AUFGABE >>
Schreiben Sie aus dem Artikel über die Deutschland-Anleihen den Abschnitt von „Hamburg und Schleswig-Holstein“ bis „den Ländern anzunähern.“ wortgetreu ab.

===== LESETEXT

Hamburg und Schleswig-Holstein wollen mit sogenannten Deutschland-Anleihen Zinsen sparen. Die Idee löst nicht überall Begeisterung aus.

Hamburg/Berlin. Es geht ums Geldsparen: Hamburg und andere Länder sollen in Zukunft gemeinsam mit dem Bund und damit zum gleichen Zinssatz Kredite aufnehmen können. Diese Forderung von Bürgermeister Olaf Scholz ist nicht revolutionär neu, da Schleswig-Holstein schon seit Monaten bei Bundesfinanzminister Wolfgang Schäuble (CDU) mit dem Wunsch nach gemeinsamen Bund-Länder-Anleihen anklopft. Nun aber mehrt sich offenbar die Zahl der Länder, die sogenannte Deutschland-Anleihen aufnehmen wollen. Der Druck auf Schäuble steigt, sich den Ländern anzunähern.

Warum, so fragt Scholz, müssen der Bund und die Länder jeweils eigene Staatsanleihen ausgeben? Er argumentiert mit der neuen europäischen Finanzarchitektur. "Mit dem Fiskalpakt und dem ESM entsteht in Europa ein völlig neuer Haftungsverbund, der auch Folgen für die Finanzverfassung in Deutschland hat", sagte Scholz dem Abendblatt. Mit dem Inkrafttreten des Fiskalpakts 2013 und dem Neuverschuldungsverbot für die Länder ab 2020 gebe es zwei Daten, die die Finanzverfassung verändern würden. "Bund und Länder müssen darüber sprechen, was das für die Finanzierungsmöglichkeiten der Länder heißt. Dafür ist jetzt der richtige Zeitpunkt."

==========
===== VORLIEGENDE DATEN

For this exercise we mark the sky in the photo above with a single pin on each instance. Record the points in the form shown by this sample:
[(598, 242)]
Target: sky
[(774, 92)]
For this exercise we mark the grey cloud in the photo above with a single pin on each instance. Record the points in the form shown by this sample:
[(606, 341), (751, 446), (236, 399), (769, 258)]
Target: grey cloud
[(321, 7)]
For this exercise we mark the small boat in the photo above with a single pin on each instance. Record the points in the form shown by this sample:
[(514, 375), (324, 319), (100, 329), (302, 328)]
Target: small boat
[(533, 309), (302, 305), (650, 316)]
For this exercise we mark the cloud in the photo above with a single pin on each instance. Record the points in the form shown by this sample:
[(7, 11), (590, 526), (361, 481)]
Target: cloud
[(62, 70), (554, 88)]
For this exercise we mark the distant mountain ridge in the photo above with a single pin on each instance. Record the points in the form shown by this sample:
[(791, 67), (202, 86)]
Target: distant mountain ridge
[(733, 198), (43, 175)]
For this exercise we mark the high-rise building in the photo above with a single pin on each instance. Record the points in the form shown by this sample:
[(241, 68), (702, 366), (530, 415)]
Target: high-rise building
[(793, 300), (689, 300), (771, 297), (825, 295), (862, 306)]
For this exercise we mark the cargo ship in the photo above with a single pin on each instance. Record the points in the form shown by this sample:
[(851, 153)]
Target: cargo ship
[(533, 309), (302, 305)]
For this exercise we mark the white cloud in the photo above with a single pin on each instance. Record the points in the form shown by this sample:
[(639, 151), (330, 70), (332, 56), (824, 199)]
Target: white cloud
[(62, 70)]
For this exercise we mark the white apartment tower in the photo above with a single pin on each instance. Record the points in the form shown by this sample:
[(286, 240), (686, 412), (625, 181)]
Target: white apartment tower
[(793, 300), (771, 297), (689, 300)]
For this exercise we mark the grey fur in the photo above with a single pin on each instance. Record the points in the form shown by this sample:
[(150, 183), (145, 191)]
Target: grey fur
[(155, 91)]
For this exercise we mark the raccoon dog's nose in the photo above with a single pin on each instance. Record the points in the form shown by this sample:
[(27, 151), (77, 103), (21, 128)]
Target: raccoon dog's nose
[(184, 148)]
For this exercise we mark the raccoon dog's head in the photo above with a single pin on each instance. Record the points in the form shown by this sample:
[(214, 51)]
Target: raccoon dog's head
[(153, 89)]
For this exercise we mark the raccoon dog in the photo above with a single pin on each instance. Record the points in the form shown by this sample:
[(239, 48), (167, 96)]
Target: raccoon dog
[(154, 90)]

==========

SCHRIFTLICHE LÖSUNG >>
Hamburg und Schleswig-Holstein wollen mit sogenannten Deutschland-Anleihen Zinsen sparen. Die Idee löst nicht überall Begeisterung aus.

Hamburg/Berlin. Es geht ums Geldsparen: Hamburg und andere Länder sollen in Zukunft gemeinsam mit dem Bund und damit zum gleichen Zinssatz Kredite aufnehmen können. Diese Forderung von Bürgermeister Olaf Scholz ist nicht revolutionär neu, da Schleswig-Holstein schon seit Monaten bei Bundesfinanzminister Wolfgang Schäuble (CDU) mit dem Wunsch nach gemeinsamen Bund-Länder-Anleihen anklopft. Nun aber mehrt sich offenbar die Zahl der Länder, die sogenannte Deutschland-Anleihen aufnehmen wollen. Der Druck auf Schäuble steigt, sich den Ländern anzunähern.